[Image location labeling items]

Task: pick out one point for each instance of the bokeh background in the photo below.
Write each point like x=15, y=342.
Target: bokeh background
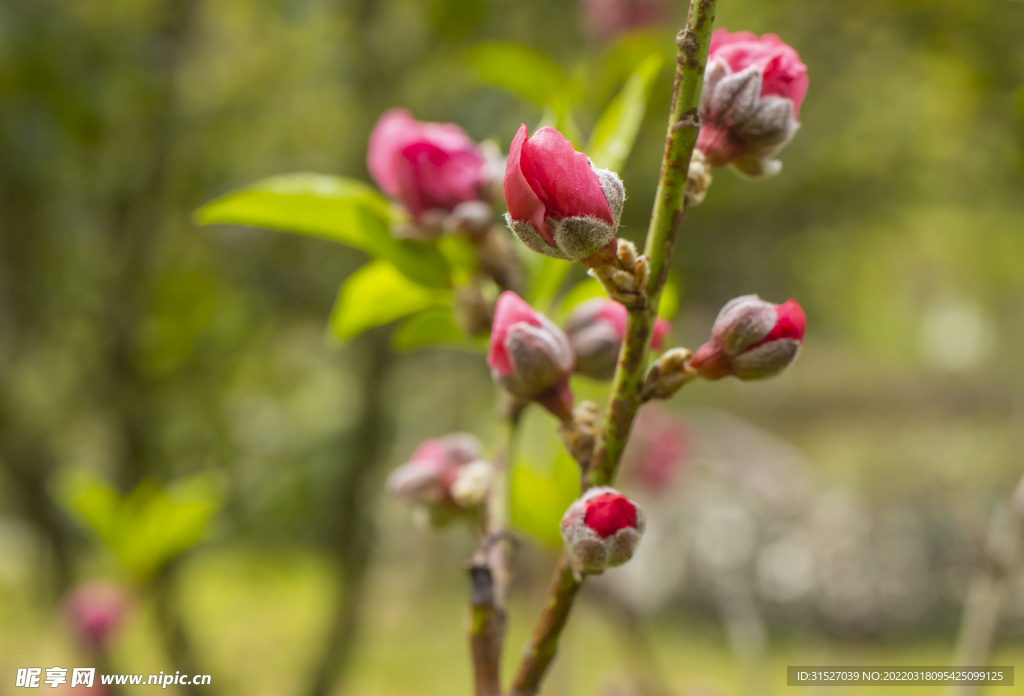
x=173, y=417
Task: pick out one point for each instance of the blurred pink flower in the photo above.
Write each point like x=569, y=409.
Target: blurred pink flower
x=95, y=611
x=657, y=449
x=750, y=107
x=426, y=166
x=529, y=355
x=559, y=204
x=606, y=19
x=444, y=474
x=752, y=339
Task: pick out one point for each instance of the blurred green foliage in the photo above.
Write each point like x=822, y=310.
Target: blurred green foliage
x=138, y=349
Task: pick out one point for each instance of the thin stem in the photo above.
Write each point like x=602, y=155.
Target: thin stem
x=667, y=219
x=488, y=569
x=989, y=590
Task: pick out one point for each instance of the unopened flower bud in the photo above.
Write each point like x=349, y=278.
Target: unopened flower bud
x=444, y=476
x=530, y=356
x=559, y=203
x=473, y=483
x=431, y=168
x=95, y=611
x=601, y=530
x=750, y=107
x=752, y=339
x=657, y=450
x=607, y=19
x=595, y=330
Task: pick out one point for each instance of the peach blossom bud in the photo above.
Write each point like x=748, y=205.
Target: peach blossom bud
x=595, y=330
x=95, y=611
x=530, y=356
x=752, y=339
x=431, y=168
x=657, y=450
x=601, y=530
x=606, y=19
x=559, y=203
x=750, y=107
x=432, y=472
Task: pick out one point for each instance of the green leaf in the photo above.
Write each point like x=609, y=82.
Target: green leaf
x=547, y=278
x=616, y=129
x=315, y=205
x=540, y=499
x=331, y=208
x=379, y=294
x=148, y=526
x=430, y=327
x=524, y=71
x=582, y=292
x=668, y=305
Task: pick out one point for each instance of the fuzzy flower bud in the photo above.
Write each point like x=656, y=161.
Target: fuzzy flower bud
x=595, y=330
x=752, y=339
x=559, y=203
x=750, y=107
x=530, y=356
x=94, y=611
x=444, y=475
x=601, y=530
x=606, y=19
x=431, y=168
x=657, y=450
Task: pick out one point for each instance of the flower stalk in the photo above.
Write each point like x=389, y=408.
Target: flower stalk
x=667, y=219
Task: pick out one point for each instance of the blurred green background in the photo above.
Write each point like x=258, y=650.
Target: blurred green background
x=138, y=348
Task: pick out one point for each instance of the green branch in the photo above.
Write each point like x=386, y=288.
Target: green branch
x=667, y=219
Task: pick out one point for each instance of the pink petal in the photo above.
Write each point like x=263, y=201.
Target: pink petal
x=608, y=513
x=522, y=203
x=510, y=309
x=791, y=322
x=562, y=178
x=614, y=314
x=394, y=129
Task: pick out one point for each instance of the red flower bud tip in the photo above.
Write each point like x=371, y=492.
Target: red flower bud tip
x=750, y=106
x=530, y=356
x=559, y=204
x=601, y=530
x=657, y=449
x=596, y=329
x=606, y=19
x=752, y=339
x=443, y=475
x=426, y=166
x=94, y=611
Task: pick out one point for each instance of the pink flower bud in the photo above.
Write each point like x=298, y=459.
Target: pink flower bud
x=601, y=530
x=657, y=449
x=595, y=330
x=427, y=166
x=530, y=356
x=559, y=203
x=432, y=469
x=750, y=107
x=94, y=611
x=606, y=19
x=752, y=339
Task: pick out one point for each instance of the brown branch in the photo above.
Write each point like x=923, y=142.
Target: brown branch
x=488, y=569
x=544, y=643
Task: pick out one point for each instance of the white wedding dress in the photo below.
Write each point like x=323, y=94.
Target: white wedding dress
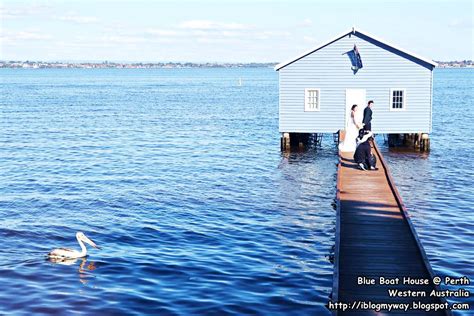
x=352, y=131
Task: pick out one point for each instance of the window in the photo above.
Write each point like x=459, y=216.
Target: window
x=397, y=99
x=311, y=99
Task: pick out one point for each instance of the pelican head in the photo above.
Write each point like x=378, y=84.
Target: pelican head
x=84, y=238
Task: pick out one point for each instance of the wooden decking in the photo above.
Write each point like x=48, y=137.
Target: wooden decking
x=375, y=238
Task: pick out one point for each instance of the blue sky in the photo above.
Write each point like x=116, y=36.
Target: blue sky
x=225, y=31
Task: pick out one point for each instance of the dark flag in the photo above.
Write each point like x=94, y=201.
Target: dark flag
x=358, y=63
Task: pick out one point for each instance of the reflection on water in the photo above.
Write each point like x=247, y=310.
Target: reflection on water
x=179, y=174
x=436, y=187
x=84, y=270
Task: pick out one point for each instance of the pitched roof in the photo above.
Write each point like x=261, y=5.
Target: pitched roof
x=354, y=31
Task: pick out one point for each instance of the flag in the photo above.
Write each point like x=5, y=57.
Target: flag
x=358, y=61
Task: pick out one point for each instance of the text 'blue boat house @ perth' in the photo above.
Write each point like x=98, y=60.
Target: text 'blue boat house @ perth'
x=318, y=88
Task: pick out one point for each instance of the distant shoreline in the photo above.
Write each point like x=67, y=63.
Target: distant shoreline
x=170, y=65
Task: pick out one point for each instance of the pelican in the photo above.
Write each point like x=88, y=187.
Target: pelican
x=65, y=253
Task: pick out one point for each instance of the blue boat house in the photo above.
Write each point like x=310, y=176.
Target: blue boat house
x=318, y=87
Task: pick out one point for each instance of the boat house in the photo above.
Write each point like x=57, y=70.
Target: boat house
x=318, y=88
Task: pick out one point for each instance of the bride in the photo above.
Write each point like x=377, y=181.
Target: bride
x=354, y=123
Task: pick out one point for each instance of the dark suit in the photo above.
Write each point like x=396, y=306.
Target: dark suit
x=367, y=119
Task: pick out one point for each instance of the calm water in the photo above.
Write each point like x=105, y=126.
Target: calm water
x=177, y=174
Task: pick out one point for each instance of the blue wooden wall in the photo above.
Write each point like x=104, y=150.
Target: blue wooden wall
x=329, y=69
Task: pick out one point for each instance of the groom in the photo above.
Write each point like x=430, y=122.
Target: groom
x=367, y=120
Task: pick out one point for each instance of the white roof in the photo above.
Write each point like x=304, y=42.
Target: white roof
x=353, y=30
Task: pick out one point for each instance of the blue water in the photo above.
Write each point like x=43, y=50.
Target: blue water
x=178, y=175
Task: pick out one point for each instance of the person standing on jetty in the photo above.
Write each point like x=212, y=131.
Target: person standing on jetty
x=363, y=156
x=367, y=120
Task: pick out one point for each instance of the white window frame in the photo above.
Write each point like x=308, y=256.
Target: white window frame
x=306, y=99
x=404, y=99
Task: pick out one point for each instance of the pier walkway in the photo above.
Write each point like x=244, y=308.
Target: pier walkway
x=375, y=238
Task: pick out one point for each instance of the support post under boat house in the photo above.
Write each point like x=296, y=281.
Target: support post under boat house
x=318, y=87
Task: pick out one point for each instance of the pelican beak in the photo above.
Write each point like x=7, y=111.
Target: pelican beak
x=90, y=242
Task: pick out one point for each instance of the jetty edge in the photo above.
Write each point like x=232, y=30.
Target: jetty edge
x=375, y=238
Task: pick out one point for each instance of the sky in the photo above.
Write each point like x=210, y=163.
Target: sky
x=225, y=31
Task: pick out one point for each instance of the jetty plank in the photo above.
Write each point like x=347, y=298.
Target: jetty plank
x=375, y=238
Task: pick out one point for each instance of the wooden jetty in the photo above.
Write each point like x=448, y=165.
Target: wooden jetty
x=376, y=238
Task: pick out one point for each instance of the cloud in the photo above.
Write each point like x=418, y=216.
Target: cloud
x=78, y=19
x=461, y=23
x=22, y=12
x=309, y=39
x=12, y=37
x=162, y=32
x=211, y=25
x=306, y=23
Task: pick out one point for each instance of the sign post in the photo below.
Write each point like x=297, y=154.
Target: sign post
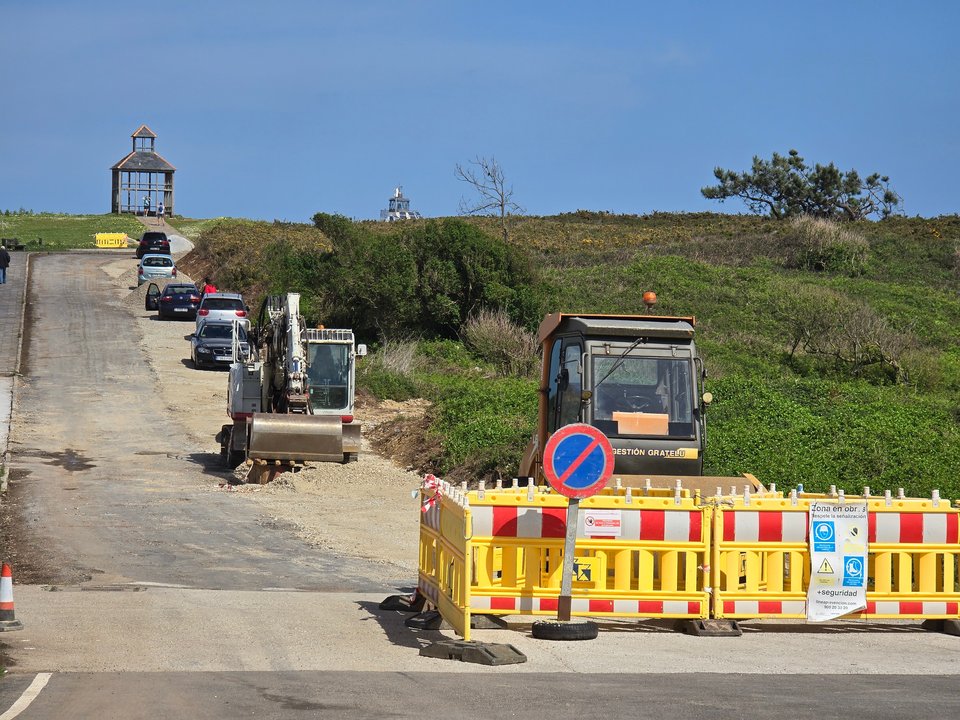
x=577, y=462
x=838, y=559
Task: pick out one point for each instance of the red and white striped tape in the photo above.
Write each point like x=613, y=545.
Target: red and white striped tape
x=6, y=593
x=640, y=608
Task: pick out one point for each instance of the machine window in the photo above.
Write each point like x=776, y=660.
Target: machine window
x=328, y=376
x=643, y=396
x=570, y=385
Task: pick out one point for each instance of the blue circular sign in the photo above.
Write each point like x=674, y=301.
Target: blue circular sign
x=578, y=460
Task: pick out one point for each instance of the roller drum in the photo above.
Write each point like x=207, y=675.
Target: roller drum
x=304, y=438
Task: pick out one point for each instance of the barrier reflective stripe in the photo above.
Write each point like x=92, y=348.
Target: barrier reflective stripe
x=772, y=526
x=919, y=528
x=761, y=560
x=514, y=521
x=926, y=609
x=760, y=608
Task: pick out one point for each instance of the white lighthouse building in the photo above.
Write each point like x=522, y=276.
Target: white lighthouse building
x=398, y=208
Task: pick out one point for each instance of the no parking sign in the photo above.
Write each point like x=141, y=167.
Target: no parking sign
x=578, y=460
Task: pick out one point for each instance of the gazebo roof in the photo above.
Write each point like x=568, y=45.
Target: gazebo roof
x=144, y=131
x=143, y=161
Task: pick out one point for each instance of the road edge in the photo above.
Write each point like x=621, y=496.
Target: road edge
x=8, y=389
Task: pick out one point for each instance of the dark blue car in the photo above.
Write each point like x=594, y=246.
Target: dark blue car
x=178, y=300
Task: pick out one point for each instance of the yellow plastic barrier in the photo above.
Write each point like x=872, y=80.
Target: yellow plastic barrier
x=636, y=556
x=761, y=558
x=111, y=240
x=444, y=558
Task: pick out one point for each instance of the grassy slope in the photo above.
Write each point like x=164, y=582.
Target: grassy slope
x=47, y=231
x=787, y=422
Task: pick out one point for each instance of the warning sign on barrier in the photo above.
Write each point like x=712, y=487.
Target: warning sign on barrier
x=838, y=557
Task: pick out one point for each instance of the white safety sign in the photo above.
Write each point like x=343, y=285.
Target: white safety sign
x=838, y=559
x=604, y=523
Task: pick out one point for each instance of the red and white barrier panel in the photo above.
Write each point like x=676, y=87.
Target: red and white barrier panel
x=681, y=526
x=913, y=528
x=642, y=608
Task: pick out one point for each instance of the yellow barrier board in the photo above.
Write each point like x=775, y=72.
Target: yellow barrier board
x=761, y=558
x=111, y=240
x=635, y=556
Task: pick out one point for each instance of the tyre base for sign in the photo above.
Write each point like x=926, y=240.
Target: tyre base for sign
x=575, y=629
x=948, y=627
x=709, y=628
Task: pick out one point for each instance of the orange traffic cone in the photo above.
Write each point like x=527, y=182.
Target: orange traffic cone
x=7, y=620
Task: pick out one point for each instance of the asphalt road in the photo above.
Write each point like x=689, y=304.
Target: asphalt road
x=144, y=594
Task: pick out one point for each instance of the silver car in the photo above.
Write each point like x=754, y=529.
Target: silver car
x=153, y=266
x=212, y=344
x=223, y=306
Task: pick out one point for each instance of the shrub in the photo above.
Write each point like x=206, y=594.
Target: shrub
x=424, y=278
x=485, y=423
x=822, y=245
x=388, y=372
x=822, y=433
x=513, y=350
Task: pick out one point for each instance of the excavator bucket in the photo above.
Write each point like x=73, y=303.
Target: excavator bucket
x=293, y=438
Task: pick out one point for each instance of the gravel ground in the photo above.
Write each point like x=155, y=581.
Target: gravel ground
x=364, y=509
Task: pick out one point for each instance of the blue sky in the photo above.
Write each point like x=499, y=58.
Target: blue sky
x=278, y=110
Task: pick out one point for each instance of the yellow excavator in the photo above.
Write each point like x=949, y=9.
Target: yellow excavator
x=292, y=401
x=638, y=379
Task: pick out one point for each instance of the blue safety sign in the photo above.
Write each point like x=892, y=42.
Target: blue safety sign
x=853, y=571
x=824, y=536
x=578, y=460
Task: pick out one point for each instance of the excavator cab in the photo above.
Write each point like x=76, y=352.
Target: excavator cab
x=637, y=378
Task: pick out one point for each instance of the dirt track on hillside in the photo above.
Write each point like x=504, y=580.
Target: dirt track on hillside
x=364, y=509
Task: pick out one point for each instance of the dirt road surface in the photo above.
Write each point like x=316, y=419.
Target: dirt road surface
x=139, y=564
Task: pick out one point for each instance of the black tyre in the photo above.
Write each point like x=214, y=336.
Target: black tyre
x=572, y=630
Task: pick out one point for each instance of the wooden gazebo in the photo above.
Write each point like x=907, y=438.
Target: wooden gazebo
x=142, y=179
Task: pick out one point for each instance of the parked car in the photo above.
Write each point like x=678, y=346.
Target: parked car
x=152, y=267
x=178, y=300
x=212, y=344
x=153, y=242
x=223, y=306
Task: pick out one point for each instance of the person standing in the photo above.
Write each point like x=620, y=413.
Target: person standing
x=4, y=263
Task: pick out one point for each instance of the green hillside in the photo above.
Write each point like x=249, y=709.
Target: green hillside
x=832, y=350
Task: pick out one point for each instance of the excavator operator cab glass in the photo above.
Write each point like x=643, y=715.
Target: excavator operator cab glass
x=328, y=376
x=643, y=396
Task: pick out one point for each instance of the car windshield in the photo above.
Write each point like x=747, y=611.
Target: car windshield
x=210, y=331
x=179, y=290
x=222, y=304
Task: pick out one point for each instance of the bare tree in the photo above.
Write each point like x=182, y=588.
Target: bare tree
x=495, y=197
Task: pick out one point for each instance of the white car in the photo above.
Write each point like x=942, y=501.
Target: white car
x=223, y=306
x=152, y=267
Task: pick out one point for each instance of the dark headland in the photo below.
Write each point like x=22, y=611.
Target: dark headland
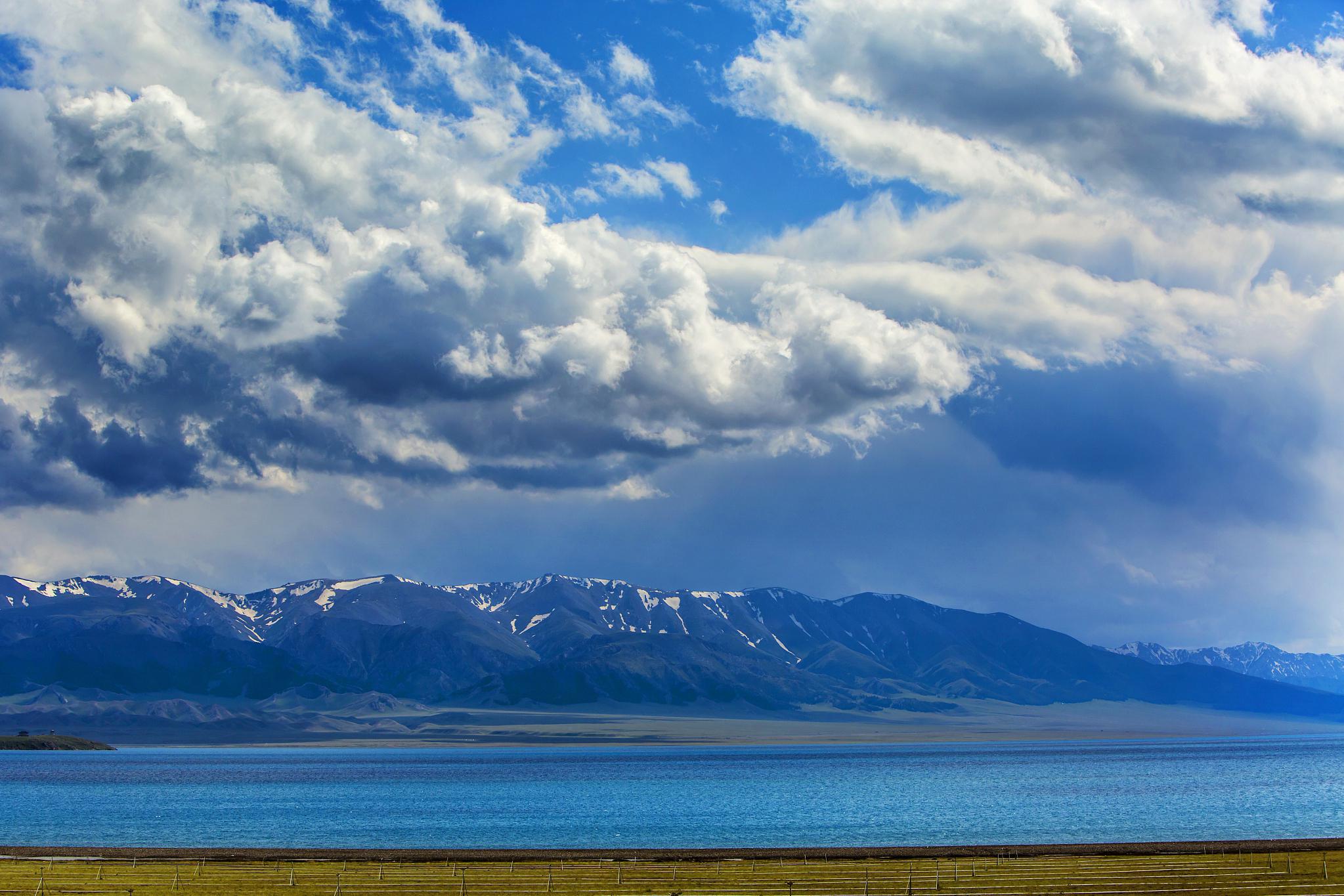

— What is being asked —
Copy out, line for line and unchanged, the stretch of the items from their start through the line containing "x=432, y=472". Leave the pictures out of your copy.

— Task output —
Task: pick out one point for each instance of the bokeh background in the photo below.
Write each point like x=15, y=342.
Target: bokeh background
x=173, y=417
Task: pick out one point for each instance of the blurred pink flower in the photo above.
Write each point like x=569, y=409.
Target: blurred pink flower
x=95, y=611
x=657, y=449
x=750, y=107
x=426, y=166
x=529, y=355
x=559, y=204
x=606, y=19
x=444, y=474
x=752, y=339
Task: pick out one point for each instance of the blurred green foliage in the photo above.
Write each point like x=822, y=310.
Target: blurred green foliage
x=138, y=349
Task: pick out one point for each instance of the thin stem in the photo above.
Write each point like x=602, y=155.
Target: thin stem
x=667, y=219
x=488, y=569
x=989, y=590
Task: pick out one point for each instance of the unopened flower bud in the photo above.
Write each point like x=349, y=278.
Target: unopened flower bud
x=444, y=476
x=530, y=356
x=559, y=203
x=473, y=483
x=431, y=168
x=95, y=611
x=601, y=530
x=750, y=107
x=752, y=339
x=657, y=450
x=607, y=19
x=595, y=330
Task: pick out one point for each instance of the peach blossom bud in the photo above.
Write each point like x=748, y=205.
Target: peach blossom bud
x=595, y=330
x=95, y=611
x=530, y=356
x=752, y=339
x=431, y=168
x=657, y=450
x=601, y=530
x=606, y=19
x=559, y=203
x=750, y=107
x=432, y=472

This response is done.